- AVAILABLE DATA
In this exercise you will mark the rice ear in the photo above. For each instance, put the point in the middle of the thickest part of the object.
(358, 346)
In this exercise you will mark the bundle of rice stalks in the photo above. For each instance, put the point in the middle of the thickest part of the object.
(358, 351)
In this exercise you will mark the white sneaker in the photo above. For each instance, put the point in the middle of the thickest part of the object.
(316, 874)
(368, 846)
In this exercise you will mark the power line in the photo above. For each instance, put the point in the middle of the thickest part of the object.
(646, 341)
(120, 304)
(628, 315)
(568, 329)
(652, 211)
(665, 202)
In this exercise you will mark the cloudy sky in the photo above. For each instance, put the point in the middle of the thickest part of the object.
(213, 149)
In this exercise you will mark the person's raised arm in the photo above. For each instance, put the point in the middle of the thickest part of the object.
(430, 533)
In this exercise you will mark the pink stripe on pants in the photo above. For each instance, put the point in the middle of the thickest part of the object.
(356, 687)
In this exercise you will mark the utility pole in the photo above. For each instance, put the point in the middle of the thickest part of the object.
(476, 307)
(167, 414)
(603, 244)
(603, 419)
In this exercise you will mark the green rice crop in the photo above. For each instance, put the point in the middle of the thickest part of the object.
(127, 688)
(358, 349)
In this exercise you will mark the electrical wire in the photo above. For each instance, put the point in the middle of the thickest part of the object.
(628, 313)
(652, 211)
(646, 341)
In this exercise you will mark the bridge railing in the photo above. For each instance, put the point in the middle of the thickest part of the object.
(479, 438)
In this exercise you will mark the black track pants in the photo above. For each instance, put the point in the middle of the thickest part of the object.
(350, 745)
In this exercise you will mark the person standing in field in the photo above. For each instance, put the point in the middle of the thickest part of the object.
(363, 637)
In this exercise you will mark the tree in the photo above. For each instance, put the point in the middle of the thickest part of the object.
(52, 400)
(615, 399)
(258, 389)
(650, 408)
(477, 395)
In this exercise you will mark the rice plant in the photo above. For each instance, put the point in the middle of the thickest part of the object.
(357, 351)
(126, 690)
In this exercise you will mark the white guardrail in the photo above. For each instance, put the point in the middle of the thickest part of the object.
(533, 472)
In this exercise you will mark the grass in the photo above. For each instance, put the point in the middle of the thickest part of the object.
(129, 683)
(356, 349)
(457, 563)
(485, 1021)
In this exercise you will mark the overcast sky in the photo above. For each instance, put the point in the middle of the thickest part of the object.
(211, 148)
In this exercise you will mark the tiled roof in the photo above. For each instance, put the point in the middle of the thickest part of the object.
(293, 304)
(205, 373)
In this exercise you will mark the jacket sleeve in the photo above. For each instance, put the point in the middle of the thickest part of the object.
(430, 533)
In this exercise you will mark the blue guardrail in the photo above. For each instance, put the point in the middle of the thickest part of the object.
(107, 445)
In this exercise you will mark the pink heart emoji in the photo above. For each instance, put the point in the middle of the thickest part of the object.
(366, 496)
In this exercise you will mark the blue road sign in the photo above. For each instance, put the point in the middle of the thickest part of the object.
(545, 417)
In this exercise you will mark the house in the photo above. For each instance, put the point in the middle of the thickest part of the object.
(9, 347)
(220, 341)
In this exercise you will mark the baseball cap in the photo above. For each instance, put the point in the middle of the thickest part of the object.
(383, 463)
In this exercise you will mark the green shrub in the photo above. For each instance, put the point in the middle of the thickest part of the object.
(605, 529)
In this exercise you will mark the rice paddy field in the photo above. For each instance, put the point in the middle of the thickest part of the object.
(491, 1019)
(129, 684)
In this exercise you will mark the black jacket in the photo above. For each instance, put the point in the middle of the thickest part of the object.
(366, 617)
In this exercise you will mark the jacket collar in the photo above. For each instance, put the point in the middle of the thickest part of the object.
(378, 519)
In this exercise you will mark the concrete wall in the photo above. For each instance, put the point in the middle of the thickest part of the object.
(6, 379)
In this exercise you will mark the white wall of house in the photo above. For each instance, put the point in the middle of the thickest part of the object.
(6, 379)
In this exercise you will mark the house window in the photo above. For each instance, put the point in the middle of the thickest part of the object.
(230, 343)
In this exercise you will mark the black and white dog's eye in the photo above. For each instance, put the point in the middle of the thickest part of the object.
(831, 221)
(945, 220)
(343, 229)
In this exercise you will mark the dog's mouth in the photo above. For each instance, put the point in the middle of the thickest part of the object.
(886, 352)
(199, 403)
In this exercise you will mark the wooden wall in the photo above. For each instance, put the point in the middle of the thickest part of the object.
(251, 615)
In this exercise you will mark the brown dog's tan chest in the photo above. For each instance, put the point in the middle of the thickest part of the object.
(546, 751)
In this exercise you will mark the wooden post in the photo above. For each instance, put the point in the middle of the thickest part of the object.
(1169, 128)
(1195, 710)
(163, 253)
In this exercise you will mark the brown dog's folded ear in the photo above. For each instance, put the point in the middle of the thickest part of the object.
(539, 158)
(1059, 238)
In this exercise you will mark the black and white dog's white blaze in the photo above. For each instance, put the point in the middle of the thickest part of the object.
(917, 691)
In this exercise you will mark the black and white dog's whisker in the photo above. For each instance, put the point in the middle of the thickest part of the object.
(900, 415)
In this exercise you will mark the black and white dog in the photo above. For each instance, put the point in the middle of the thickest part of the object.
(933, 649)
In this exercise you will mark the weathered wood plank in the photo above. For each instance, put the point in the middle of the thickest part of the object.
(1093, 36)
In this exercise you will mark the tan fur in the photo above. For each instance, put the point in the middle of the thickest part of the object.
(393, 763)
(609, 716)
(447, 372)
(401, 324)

- PROBLEM DESCRIPTION
Reproduce the listing above, swapping "thickest" for "widest" everywhere it occurs and leaving everything else untouched.

- EXERCISE RESULT
In this exercise you will mark the rice ear in the photo above. For each instance, put the point in the middle of the widest part of the object.
(358, 346)
In this exercise you will mark the bundle of rice stalks in the photo above. For each instance, put the point in the middle of the widest part of the object.
(358, 351)
In this exercise you will mark the white sneaker in the photo above. For each instance, put the point in the middle of the widest part of the object.
(316, 874)
(368, 846)
In this exercise you will mark the power line in the photo above. For each instance, put the point in the middle of the widest part of the object.
(646, 341)
(120, 304)
(628, 315)
(568, 329)
(652, 211)
(665, 202)
In this exercise you will mark the cloudy sky in the photo above. For each instance, put the point in the middle of the widest part of the object.
(213, 149)
In this exercise you will mark the person's raised arm in the photo above. For each instance, put the point in the middle of the widest part of the object.
(430, 533)
In this exercise you will mark the pink stripe on pants in the photo above. For each instance, put the point in the middle of the widest part of the object.
(356, 687)
In this exercise you will mark the utility pole in the photo above. For each instance, put the point in the middle of the widest part of the object.
(476, 307)
(167, 414)
(603, 244)
(603, 419)
In this exercise you will mark the green rice crop in the photo above. For each instance, put the point in the middle of the widest part of the object.
(127, 688)
(358, 349)
In this exercise you will mark the electrical wire in the photo above. For each instance, put the point in the middle of the widest part of the object.
(628, 313)
(652, 211)
(646, 341)
In this exercise you will mark the bridge railing in the photo above. For each instance, put the point in the middle of the widest part of the object.
(479, 438)
In this exercise you will mark the black track pants in the photo above. For each instance, put the point in the middle of the widest part of the object.
(350, 745)
In this exercise you will mark the person standing in field in the photo above. For each instance, put the point in the middle of the widest part of the object.
(363, 637)
In this exercise you will mark the tree in the photo above. For each instance, put the point in the middle of the widest part of the object.
(52, 400)
(615, 399)
(258, 389)
(650, 408)
(477, 395)
In this exercise you will mark the rice plant in the photo above. For each instance, put the point in the middle of the widest part of the object.
(357, 351)
(126, 690)
In this exercise you will mark the white guardrail in the photo above. For each instance, put the point in the middle of the widest part of the object.
(533, 472)
In this exercise you will mark the grass in the photo above. For each instance, put the point in the middle of the widest part of the object.
(129, 683)
(356, 349)
(457, 563)
(485, 1021)
In this exercise you will mark the overcast sky in the photo above. For each instance, put the point in the middle of the widest part of the object.
(211, 148)
In this exercise you will mark the tiled roof in the photo above. For each instance, put the point in the middle of the widest part of the object.
(293, 304)
(205, 373)
In this exercise you will mark the jacket sleeve in the photo above. For each instance, put the point in the middle of the widest part of the object.
(430, 533)
In this exercise you will mark the blue guardrail in the photo above. For each instance, put the point in the middle of the widest part of the object.
(107, 445)
In this exercise you will mark the pink heart emoji in the photo above. For each instance, put the point in the middle of the widest part of the object.
(366, 496)
In this exercise you will mark the blue road sign in the photo above. For each instance, put the point in the middle of the widest part of the object.
(545, 417)
In this exercise you will mark the house in the photo above. For each instance, put the point in the middle of the widest part of the object.
(9, 347)
(220, 341)
In this exercise you will mark the baseball cap in the photo above. For each instance, put the point in the middle of the widest part of the object.
(383, 463)
In this exercise you will mark the green shrub in the photo above. For each instance, put the point in the middle of the widest part of the object.
(605, 529)
In this exercise you will mark the rice paddy field in the photo above. For each instance, put the point in the middle of the widest part of the object.
(491, 1019)
(129, 684)
In this exercise you will mark the black jacket in the photo above. For each instance, put the point in the middle of the widest part of the object.
(366, 617)
In this exercise you will mark the jacket collar in the photo above. For each instance, put the point in the middle of the widest part of the object.
(378, 519)
In this exercise you will mark the concrete wall in the photo above. For each instance, put the point in the middle of the widest part of the object.
(6, 379)
In this exercise you will mark the white wall of house in the photo above. For each instance, put the point in the middle of the widest part of the object.
(6, 379)
In this exercise you will mark the house window in the photo above. For each instance, put the point in the middle of the widest part of the object.
(230, 343)
In this exercise you will mark the black and white dog's eye in the photo above. For each instance, put the point in the middle of the widest part of the object.
(831, 221)
(945, 220)
(343, 229)
In this exercise you will mark the dog's mouth in the photo above. For each instance, put the point in the middle of the widest part of the object.
(886, 352)
(199, 403)
In this exercise you will mark the wooden wall in the photo above. For each instance, put the point in the middle of the widest part of the object.
(251, 615)
In this exercise you will mark the brown dog's tan chest in the photo above. For each instance, put the point in the middle of the widest part of the object.
(546, 751)
In this exercise you will mark the wooden post in the photo above. For each instance, put the point in the middle of the widest part of the object.
(1169, 128)
(1195, 710)
(163, 253)
In this exercise you will mark the brown dog's folded ear in the photo above. For each instance, put the point in the middle of the widest part of the object.
(539, 158)
(1059, 238)
In this exercise you will mark the black and white dog's white blaze in the photo above. For each instance, put the point in the middle of the widest part of the object.
(917, 691)
In this exercise you will mark the black and white dog's whisker in the photo above. For each instance, put the point in the middle of the widest part of the object.
(900, 415)
In this exercise you will mark the black and white dog in the photo above. For each instance, put the point in the middle of the widest part of the object.
(933, 649)
In this exercise you will mark the weathered wood plank in the photo above. For each instance, put the point in the middle of the widest part of the object.
(1093, 36)
In this exercise you will mark the tan fur in the photo above. For each instance, put the point in the middle of the widest part of the object.
(393, 763)
(609, 716)
(447, 372)
(401, 324)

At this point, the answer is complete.